### What to work on
Count how many lines below contain the word "branch", then give that number alone.

Free-text object descriptions:

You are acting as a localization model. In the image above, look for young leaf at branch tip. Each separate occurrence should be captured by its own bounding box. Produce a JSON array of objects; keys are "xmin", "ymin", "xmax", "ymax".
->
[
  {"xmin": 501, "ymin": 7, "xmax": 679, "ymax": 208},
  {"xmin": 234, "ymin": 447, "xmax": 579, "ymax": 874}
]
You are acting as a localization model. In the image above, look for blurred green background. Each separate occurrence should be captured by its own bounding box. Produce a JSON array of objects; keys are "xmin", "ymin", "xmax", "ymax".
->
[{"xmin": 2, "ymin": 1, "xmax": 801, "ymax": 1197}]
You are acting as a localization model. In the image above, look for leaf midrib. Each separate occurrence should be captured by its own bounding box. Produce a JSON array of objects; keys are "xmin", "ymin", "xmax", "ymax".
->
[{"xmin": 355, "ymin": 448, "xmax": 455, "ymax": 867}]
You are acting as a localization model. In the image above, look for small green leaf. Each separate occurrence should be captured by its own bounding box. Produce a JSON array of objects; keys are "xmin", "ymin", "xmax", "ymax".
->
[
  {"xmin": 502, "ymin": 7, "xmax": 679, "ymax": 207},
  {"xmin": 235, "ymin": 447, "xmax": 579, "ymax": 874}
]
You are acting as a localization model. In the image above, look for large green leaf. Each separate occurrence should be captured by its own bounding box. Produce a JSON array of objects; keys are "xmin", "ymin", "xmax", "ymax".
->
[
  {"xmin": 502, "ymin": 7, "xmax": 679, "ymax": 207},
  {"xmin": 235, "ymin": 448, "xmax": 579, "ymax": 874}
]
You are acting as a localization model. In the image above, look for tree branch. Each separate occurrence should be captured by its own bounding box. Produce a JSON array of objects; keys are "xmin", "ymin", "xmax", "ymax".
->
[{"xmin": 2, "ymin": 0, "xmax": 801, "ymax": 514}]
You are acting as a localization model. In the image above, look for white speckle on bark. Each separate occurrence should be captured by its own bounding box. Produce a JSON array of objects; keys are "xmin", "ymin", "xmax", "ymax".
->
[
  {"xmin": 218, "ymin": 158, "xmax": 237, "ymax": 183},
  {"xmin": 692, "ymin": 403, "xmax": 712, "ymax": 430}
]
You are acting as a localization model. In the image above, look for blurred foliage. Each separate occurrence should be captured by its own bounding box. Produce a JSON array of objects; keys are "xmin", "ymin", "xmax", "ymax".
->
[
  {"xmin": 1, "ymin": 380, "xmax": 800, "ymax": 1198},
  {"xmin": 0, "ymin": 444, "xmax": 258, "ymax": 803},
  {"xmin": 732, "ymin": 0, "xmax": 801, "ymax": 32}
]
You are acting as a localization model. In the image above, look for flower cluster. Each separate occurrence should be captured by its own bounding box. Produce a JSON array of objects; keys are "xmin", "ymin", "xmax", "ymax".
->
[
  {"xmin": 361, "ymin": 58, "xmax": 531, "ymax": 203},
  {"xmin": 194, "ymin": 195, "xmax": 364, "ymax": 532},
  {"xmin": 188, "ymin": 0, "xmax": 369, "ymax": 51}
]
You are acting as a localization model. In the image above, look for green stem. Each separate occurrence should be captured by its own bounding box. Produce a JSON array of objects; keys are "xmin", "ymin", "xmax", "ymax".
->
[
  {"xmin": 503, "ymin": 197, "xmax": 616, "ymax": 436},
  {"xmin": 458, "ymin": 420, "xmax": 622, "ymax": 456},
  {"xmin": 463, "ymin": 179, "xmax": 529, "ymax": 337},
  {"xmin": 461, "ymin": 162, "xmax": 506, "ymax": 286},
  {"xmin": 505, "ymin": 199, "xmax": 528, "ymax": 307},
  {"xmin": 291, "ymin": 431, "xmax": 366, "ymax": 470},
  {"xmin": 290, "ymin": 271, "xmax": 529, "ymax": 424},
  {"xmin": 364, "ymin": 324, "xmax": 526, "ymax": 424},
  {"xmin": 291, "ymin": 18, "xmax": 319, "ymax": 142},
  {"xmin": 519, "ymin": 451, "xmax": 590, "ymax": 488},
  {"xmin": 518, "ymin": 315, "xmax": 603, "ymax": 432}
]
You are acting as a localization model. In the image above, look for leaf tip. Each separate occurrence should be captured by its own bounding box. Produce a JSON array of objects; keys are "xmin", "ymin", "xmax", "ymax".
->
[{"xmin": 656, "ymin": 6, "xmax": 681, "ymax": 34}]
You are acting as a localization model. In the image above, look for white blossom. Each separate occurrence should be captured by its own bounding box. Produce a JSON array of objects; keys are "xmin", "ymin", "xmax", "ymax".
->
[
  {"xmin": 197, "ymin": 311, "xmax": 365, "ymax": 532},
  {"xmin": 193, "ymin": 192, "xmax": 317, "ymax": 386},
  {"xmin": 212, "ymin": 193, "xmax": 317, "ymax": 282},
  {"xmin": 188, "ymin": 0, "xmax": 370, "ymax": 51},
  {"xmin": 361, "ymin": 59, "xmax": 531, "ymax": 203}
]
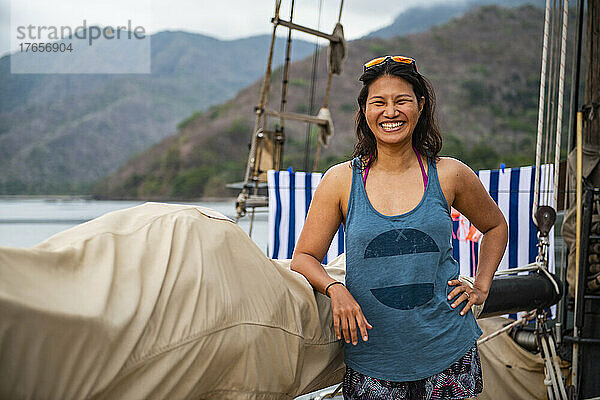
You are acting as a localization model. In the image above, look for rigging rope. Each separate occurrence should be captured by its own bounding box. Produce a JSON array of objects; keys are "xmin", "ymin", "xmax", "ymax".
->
[
  {"xmin": 279, "ymin": 0, "xmax": 295, "ymax": 116},
  {"xmin": 564, "ymin": 0, "xmax": 582, "ymax": 210},
  {"xmin": 477, "ymin": 311, "xmax": 535, "ymax": 345},
  {"xmin": 554, "ymin": 0, "xmax": 569, "ymax": 209},
  {"xmin": 240, "ymin": 0, "xmax": 282, "ymax": 202},
  {"xmin": 535, "ymin": 0, "xmax": 569, "ymax": 213},
  {"xmin": 303, "ymin": 0, "xmax": 323, "ymax": 172},
  {"xmin": 533, "ymin": 0, "xmax": 553, "ymax": 223},
  {"xmin": 314, "ymin": 1, "xmax": 345, "ymax": 172},
  {"xmin": 557, "ymin": 0, "xmax": 582, "ymax": 353},
  {"xmin": 544, "ymin": 0, "xmax": 557, "ymax": 179},
  {"xmin": 253, "ymin": 0, "xmax": 295, "ymax": 235},
  {"xmin": 313, "ymin": 1, "xmax": 345, "ymax": 172},
  {"xmin": 544, "ymin": 0, "xmax": 560, "ymax": 208},
  {"xmin": 325, "ymin": 0, "xmax": 345, "ymax": 108},
  {"xmin": 237, "ymin": 0, "xmax": 283, "ymax": 227}
]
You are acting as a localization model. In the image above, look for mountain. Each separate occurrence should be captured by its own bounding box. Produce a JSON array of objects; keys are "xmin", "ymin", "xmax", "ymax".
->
[
  {"xmin": 0, "ymin": 31, "xmax": 316, "ymax": 194},
  {"xmin": 95, "ymin": 5, "xmax": 571, "ymax": 200},
  {"xmin": 366, "ymin": 0, "xmax": 545, "ymax": 38}
]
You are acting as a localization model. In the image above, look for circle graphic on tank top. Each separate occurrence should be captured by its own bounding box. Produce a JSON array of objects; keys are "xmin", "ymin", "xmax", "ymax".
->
[{"xmin": 365, "ymin": 228, "xmax": 439, "ymax": 310}]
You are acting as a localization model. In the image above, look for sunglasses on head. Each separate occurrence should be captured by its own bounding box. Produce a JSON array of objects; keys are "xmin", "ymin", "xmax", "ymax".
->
[{"xmin": 363, "ymin": 55, "xmax": 418, "ymax": 73}]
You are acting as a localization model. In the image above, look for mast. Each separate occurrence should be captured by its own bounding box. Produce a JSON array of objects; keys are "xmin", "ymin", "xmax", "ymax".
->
[
  {"xmin": 566, "ymin": 0, "xmax": 600, "ymax": 397},
  {"xmin": 583, "ymin": 0, "xmax": 599, "ymax": 149},
  {"xmin": 234, "ymin": 0, "xmax": 346, "ymax": 235}
]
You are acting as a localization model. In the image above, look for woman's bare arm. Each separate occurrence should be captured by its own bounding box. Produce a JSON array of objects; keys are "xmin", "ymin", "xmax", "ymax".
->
[
  {"xmin": 290, "ymin": 163, "xmax": 347, "ymax": 294},
  {"xmin": 291, "ymin": 162, "xmax": 372, "ymax": 344},
  {"xmin": 444, "ymin": 159, "xmax": 508, "ymax": 315}
]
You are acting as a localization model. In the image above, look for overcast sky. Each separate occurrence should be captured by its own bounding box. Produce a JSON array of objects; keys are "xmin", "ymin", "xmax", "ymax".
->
[{"xmin": 1, "ymin": 0, "xmax": 466, "ymax": 57}]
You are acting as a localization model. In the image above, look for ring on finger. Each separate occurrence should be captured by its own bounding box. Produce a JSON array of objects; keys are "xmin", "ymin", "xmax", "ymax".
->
[{"xmin": 464, "ymin": 291, "xmax": 470, "ymax": 299}]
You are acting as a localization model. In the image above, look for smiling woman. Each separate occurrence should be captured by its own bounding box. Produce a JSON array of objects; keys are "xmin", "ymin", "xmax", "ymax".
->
[
  {"xmin": 290, "ymin": 56, "xmax": 508, "ymax": 400},
  {"xmin": 364, "ymin": 76, "xmax": 423, "ymax": 146},
  {"xmin": 353, "ymin": 55, "xmax": 441, "ymax": 167}
]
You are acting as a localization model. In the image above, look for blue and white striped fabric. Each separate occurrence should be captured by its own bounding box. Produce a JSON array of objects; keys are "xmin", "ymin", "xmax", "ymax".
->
[
  {"xmin": 267, "ymin": 165, "xmax": 554, "ymax": 280},
  {"xmin": 453, "ymin": 164, "xmax": 555, "ymax": 279},
  {"xmin": 452, "ymin": 164, "xmax": 555, "ymax": 320},
  {"xmin": 267, "ymin": 170, "xmax": 344, "ymax": 263}
]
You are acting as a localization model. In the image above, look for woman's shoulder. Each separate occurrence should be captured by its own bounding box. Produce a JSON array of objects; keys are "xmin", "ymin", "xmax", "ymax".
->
[
  {"xmin": 321, "ymin": 160, "xmax": 354, "ymax": 185},
  {"xmin": 436, "ymin": 156, "xmax": 474, "ymax": 177},
  {"xmin": 314, "ymin": 160, "xmax": 353, "ymax": 196},
  {"xmin": 435, "ymin": 156, "xmax": 479, "ymax": 193},
  {"xmin": 310, "ymin": 160, "xmax": 354, "ymax": 209}
]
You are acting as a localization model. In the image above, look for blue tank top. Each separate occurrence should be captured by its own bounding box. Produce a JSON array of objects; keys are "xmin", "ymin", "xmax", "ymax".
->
[{"xmin": 344, "ymin": 157, "xmax": 482, "ymax": 382}]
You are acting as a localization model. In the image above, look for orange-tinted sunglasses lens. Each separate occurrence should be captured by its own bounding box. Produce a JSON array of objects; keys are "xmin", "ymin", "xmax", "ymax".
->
[
  {"xmin": 390, "ymin": 56, "xmax": 415, "ymax": 64},
  {"xmin": 363, "ymin": 55, "xmax": 417, "ymax": 72},
  {"xmin": 363, "ymin": 56, "xmax": 387, "ymax": 70}
]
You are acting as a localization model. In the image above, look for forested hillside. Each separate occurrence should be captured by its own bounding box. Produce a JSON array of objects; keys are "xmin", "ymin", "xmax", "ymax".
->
[
  {"xmin": 95, "ymin": 5, "xmax": 567, "ymax": 200},
  {"xmin": 0, "ymin": 32, "xmax": 315, "ymax": 194}
]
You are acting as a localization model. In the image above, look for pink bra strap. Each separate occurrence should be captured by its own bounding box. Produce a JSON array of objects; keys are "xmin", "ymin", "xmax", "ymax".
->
[
  {"xmin": 362, "ymin": 148, "xmax": 428, "ymax": 189},
  {"xmin": 363, "ymin": 157, "xmax": 371, "ymax": 186},
  {"xmin": 413, "ymin": 146, "xmax": 428, "ymax": 189}
]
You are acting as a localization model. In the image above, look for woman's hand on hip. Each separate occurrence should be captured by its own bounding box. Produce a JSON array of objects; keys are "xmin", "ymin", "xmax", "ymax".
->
[
  {"xmin": 447, "ymin": 279, "xmax": 487, "ymax": 316},
  {"xmin": 328, "ymin": 284, "xmax": 372, "ymax": 345}
]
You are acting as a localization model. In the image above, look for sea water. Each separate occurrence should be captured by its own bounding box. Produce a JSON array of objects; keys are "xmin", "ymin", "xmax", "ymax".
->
[
  {"xmin": 0, "ymin": 197, "xmax": 342, "ymax": 399},
  {"xmin": 0, "ymin": 198, "xmax": 268, "ymax": 253}
]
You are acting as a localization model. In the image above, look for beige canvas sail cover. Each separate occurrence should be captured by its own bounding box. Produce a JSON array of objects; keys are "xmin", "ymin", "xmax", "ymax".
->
[
  {"xmin": 476, "ymin": 317, "xmax": 570, "ymax": 400},
  {"xmin": 0, "ymin": 202, "xmax": 565, "ymax": 399},
  {"xmin": 0, "ymin": 203, "xmax": 345, "ymax": 399}
]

### Written answer
2